*EXERCISE DATA:*
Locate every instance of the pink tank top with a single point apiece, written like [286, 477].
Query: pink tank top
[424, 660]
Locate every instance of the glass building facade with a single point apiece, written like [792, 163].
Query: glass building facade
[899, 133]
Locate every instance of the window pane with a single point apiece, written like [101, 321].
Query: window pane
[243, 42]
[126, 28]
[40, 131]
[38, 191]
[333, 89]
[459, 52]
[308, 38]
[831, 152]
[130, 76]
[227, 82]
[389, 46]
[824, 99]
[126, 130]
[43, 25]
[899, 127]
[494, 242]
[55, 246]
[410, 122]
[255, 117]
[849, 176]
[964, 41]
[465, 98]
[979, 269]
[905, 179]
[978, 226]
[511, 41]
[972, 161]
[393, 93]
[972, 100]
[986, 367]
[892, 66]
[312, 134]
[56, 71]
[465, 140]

...

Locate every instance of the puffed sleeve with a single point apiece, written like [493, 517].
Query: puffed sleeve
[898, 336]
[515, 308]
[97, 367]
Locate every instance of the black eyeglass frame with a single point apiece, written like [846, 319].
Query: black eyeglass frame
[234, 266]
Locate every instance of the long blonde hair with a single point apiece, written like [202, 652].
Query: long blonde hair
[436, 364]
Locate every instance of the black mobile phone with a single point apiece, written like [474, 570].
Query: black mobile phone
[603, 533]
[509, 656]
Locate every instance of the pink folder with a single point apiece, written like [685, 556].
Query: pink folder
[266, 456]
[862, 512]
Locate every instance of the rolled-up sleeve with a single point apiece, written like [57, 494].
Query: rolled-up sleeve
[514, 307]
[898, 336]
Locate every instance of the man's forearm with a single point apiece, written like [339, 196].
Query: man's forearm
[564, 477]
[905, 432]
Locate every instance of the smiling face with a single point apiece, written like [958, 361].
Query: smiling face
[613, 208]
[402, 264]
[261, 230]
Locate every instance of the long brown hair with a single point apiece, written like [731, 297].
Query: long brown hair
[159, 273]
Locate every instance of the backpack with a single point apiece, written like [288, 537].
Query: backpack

*EXERCISE BRIEF:*
Copy the stretch of data from the line containing "Locate every instance of the long brown" through the line containing "Query: backpack", replacing "backpack" with "rucksack" and changing nothing else.

*FINISHED EXERCISE:*
Locate every instance of the long brown hair with a single point apiece, written like [731, 297].
Query: long brown hair
[159, 273]
Locate every instance of the rucksack with a single point apiece, written like [288, 537].
Query: rucksack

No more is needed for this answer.